__PROBLEM REQUIREMENTS__: Every line of the data is to be reproduced exactly.

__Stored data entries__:
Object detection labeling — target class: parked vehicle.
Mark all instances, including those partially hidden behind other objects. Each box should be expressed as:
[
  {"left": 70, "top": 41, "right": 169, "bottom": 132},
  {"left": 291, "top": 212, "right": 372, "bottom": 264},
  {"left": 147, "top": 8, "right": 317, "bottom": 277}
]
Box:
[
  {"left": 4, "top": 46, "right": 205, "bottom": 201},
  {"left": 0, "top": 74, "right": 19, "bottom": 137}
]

__ANSWER SECTION__:
Object detection labeling — target class: parked vehicle.
Mark all instances, including those partially hidden behind other objects. Each box should be expressed as:
[
  {"left": 70, "top": 41, "right": 169, "bottom": 132},
  {"left": 291, "top": 212, "right": 372, "bottom": 264},
  {"left": 147, "top": 8, "right": 317, "bottom": 277}
]
Box:
[
  {"left": 4, "top": 46, "right": 205, "bottom": 201},
  {"left": 0, "top": 74, "right": 19, "bottom": 137}
]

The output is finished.